What is asked
In the passage about crying at work, why did the diner have a policy of asking customers whether they wanted mayonnaise with their burgers?

Reading passage
Her answer threw me: “I’d rather he sob in front of me. 100 percent.”
In jaw-dropping news, my friend had never once cried at work, let alone in front of her boss. This also threw me, as I assumed everyone on planet earth had shed a few tears in front of their boss at some point. The first time I cried in front of my boss was when I was 19 years old, and the story actually makes me laugh now. I was working the graveyard shift at a diner, and one of my tables accused me of weight shaming them for asking if they wanted mayonnaise with their burgers. (It was the restaurant’s policy to ask if customers wanted mayo with burgers, because mayo was served in ramekins prepared in the kitchen and asking during ordering made everyone’s life easier.) I was frustrated that a question I had asked hundreds of people could be so massively misunderstood. And my reaction was tears. From then on, the floodgates have been pretty open. And every single time since then, when I’ve cried in front of a boss — or at work in general — the tears have been two things: caused by frustration and entirely uncontrollable.

Source excerpt
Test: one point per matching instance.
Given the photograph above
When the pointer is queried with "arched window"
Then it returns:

Result of the task
The mayo was served in ramekins prepared in the kitchen, and asking during ordering made everyone's life easier.